_TREŚĆ POLECENIA A:_ Przedstaw w formie zwięzłej listy akapit fragmentu dokumentu rozpoczynający się od słów „Jedno z największych jezior osuwiskowych”, zachowując jego główne informacje.
_TREŚĆ POLECENIA B:_ Przepisz wyłącznie wiersze rekordów od ich początku do wiersza zawierającego „point(233, 199)”, włącznie z nim, razem z poleceniami. Każdą współrzędną punktów w odpowiedziach pomnóż przez 0,75 i zaokrąglij do liczby całkowitej, przy czym połówki zaokrąglaj w górę. Obrazy należy pominąć.

_FRAGMENT DOKUMENTU:_

▼▼▼

Jedno z największych jezior osuwiskowych w Karpatach, powstałe w wyniku osunięcia warstw ziemi w 1784 roku, do niedawna było atrakcją zarezerwowaną dla wytrwałych, beskidzkich piechurów. Powstanie przekaźnika na Maślanej Górze, dzięki czemu (oraz wycinkom) powstały drogi szutrowe przecinające masyw w każdym z możliwych kierunków, upowszechniły to piękne miejsce w świadomości mieszkańców powiatu, a także turystów z różnych stron kraju.
Beskidzkie Morskie Oko oraz szafir jego wody w głębszych miejscach przy akompaniamencie wiosennego seledynu liści to miejsce istotnie piękne, a jako znajdujące się na terenie rezerwatu Jelenia Góra jest niemal nietknięte ludzką ręką. Ostatnimi czasy można jednak zaobserwować, że jezioro, które w nie tak dawnych latach było trudne do odnalezienia, zaczyna się...rozrastać.
Woda sięga już niemal do drogi szutrowej, co widać na zdjęciach, a jej kolor brunatnieje ze względu na obumarcie roślinności nadbrzeżnej znajdującej się obecnie pod powierzchnią.

▲▲▲

_MATERIAŁ DO ZADANIA:_
▼▼▼

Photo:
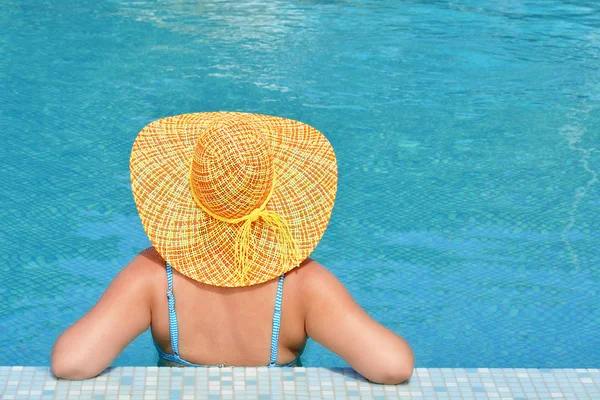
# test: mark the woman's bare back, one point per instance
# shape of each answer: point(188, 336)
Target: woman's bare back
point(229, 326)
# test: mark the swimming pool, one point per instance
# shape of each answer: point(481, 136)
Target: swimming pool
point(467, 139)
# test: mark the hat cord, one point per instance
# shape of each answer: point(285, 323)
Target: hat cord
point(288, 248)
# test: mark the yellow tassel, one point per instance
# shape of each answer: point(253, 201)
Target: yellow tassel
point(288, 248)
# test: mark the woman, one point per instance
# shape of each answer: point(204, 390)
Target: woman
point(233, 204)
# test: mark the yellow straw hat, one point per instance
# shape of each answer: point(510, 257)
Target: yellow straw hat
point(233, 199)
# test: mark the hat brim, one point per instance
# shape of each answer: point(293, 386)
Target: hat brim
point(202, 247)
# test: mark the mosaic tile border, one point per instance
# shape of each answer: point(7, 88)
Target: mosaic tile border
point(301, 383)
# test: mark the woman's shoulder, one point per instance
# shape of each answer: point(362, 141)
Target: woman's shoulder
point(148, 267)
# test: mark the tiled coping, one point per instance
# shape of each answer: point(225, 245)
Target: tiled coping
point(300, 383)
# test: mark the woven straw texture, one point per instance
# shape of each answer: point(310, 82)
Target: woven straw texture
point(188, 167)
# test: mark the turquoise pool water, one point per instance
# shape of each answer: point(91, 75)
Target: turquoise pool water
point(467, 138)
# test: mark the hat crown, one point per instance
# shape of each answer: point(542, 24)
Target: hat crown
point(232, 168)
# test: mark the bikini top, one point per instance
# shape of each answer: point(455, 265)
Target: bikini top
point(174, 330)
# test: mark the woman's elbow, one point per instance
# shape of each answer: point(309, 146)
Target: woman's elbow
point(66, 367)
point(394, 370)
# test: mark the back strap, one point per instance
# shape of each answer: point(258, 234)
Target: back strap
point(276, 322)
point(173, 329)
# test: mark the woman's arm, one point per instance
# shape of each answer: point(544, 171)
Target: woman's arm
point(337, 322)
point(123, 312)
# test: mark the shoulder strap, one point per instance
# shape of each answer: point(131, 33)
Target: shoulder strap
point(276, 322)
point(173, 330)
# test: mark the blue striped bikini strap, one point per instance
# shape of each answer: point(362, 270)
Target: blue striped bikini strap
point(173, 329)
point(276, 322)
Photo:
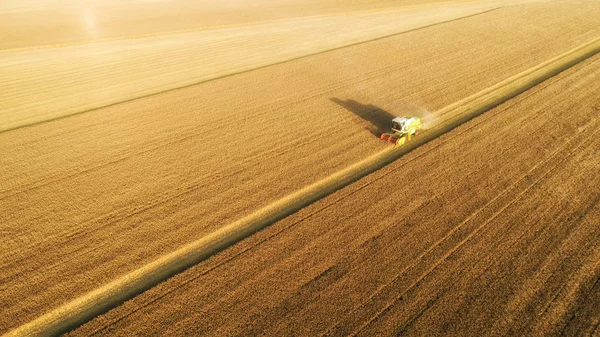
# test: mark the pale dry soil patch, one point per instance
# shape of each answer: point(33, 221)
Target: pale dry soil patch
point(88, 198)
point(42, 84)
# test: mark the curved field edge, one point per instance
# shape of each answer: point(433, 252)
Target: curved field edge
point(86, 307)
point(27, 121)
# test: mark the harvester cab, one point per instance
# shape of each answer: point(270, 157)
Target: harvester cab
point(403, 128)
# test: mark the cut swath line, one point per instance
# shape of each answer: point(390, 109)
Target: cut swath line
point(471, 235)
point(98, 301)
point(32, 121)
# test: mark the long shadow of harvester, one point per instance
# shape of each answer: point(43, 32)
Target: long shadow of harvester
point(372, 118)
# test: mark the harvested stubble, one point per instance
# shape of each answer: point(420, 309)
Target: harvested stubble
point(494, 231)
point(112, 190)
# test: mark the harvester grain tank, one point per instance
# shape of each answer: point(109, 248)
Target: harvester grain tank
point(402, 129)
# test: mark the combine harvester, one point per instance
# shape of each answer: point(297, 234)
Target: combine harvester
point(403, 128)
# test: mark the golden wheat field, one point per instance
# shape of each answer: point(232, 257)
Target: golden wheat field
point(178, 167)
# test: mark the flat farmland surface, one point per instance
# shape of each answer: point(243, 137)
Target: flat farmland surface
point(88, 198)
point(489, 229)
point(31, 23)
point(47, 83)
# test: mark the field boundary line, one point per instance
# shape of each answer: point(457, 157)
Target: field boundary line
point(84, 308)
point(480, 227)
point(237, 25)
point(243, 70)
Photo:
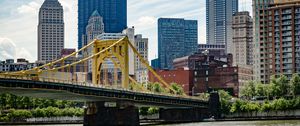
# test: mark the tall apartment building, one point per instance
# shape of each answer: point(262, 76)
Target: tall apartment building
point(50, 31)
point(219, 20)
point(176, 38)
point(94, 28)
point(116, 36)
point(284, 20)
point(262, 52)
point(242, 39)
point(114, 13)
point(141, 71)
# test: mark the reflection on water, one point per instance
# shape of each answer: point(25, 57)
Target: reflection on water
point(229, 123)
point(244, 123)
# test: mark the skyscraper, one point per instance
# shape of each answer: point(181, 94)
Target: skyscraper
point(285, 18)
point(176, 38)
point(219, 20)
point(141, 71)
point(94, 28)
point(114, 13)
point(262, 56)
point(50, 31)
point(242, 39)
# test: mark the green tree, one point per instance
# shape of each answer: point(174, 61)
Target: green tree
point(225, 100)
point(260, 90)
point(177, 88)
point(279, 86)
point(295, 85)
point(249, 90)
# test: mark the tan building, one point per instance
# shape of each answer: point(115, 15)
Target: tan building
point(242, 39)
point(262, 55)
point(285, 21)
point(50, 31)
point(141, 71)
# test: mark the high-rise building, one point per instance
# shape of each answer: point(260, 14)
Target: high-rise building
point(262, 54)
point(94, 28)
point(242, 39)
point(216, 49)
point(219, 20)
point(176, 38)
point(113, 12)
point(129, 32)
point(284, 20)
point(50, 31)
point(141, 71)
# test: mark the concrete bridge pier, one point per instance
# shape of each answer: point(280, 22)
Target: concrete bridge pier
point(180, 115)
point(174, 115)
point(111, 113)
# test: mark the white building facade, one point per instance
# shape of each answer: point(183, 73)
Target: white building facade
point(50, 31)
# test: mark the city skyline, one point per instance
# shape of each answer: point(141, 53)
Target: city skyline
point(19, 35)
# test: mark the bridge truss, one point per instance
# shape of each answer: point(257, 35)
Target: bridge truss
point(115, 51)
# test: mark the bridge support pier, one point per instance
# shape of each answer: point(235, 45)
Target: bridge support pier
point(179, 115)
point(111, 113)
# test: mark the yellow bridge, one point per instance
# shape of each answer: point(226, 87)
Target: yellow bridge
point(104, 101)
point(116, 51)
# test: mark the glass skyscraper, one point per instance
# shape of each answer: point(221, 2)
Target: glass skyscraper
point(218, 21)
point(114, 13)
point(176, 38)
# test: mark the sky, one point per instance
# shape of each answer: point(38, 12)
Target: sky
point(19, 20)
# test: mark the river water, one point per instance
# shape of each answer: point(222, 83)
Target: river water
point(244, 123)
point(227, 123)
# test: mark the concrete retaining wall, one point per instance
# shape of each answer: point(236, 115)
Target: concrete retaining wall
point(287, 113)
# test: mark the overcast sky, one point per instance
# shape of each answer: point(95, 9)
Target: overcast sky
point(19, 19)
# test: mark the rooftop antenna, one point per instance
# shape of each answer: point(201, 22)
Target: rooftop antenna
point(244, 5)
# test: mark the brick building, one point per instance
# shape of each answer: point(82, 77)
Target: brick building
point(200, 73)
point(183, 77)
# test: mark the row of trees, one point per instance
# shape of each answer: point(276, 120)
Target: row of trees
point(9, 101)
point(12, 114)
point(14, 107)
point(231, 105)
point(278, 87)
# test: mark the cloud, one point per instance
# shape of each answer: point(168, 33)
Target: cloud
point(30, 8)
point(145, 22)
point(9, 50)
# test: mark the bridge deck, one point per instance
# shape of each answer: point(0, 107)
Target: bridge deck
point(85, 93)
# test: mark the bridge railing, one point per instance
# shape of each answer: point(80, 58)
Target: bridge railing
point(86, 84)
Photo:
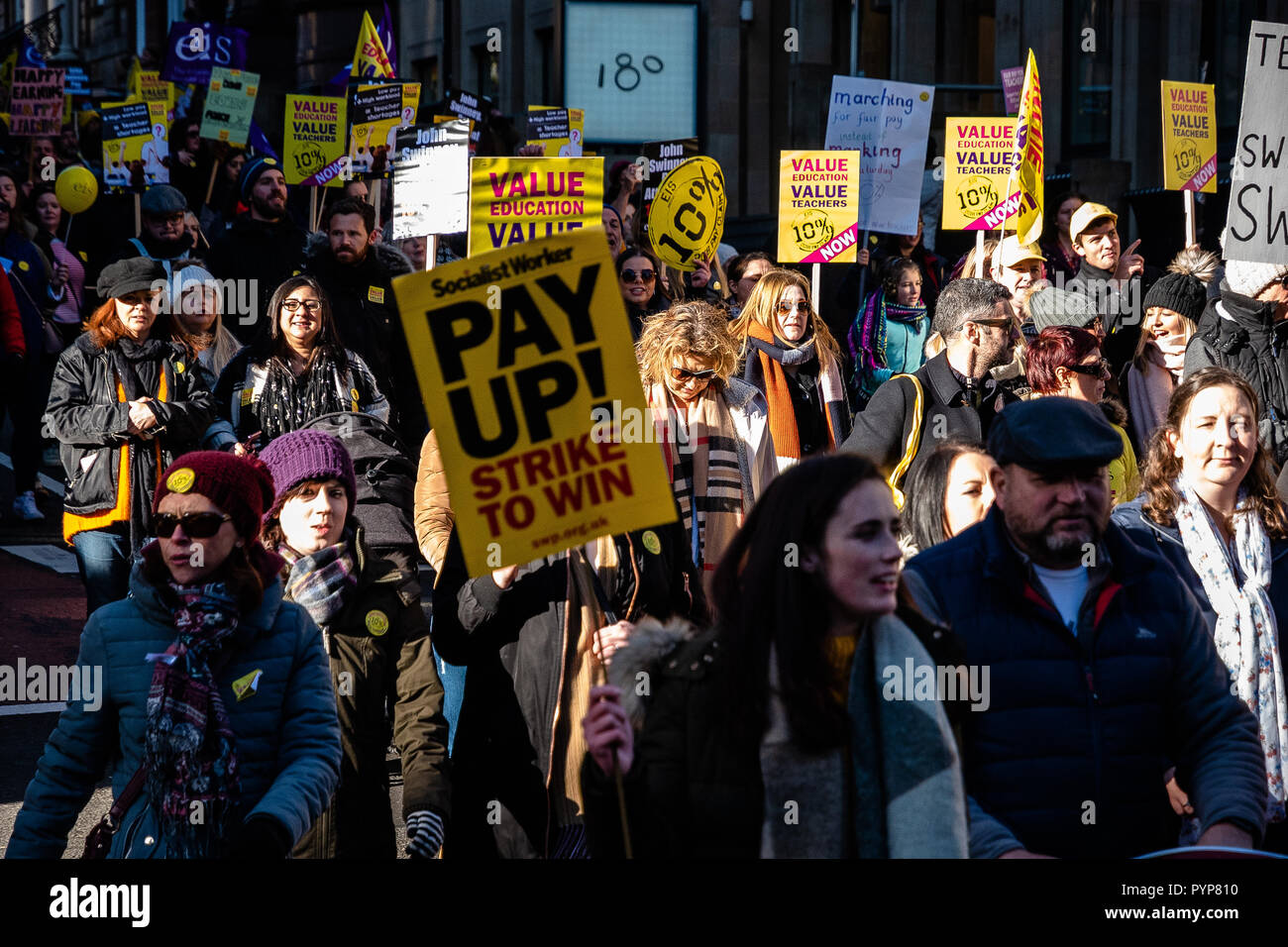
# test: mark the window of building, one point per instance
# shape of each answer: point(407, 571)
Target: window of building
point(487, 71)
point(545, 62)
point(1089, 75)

▲▲▲

_POPRAWNA ODPOWIEDŹ A:_
- Jest to jedno z największych jezior osuwiskowych w Karpatach, powstałe w 1784 roku wskutek osunięcia warstw ziemi.
- Do niedawna docierali do niego jedynie wytrwali beskidzcy piechurzy.
- Budowa przekaźnika na Maślanej Górze oraz wycinki sprawiły, że powstały drogi szutrowe przecinające masyw we wszystkich kierunkach.
- Dzięki temu miejsce stało się znane mieszkańcom powiatu i turystom z różnych stron kraju.

_POPRAWNA ODPOWIEDŹ B:_
Photo:
# test: mark the woman's bare back, one point per instance
# shape of each answer: point(188, 336)
Target: woman's bare back
point(172, 245)
# test: mark the swimming pool, one point per instance
# shape of each answer: point(481, 136)
Target: swimming pool
point(350, 104)
# test: mark the hat cord, one point per instance
# shape of each answer: point(285, 323)
Target: hat cord
point(216, 186)
# test: mark the yellow tassel, one point per instance
# shape of each answer: point(253, 201)
Target: yellow tassel
point(216, 186)
# test: mark the woman, one point per instance
# shape of each answer: point(204, 390)
Target: woman
point(175, 153)
# test: mark the yellow straw hat, one point per instance
# shape of each answer: point(510, 257)
Target: yellow straw hat
point(175, 149)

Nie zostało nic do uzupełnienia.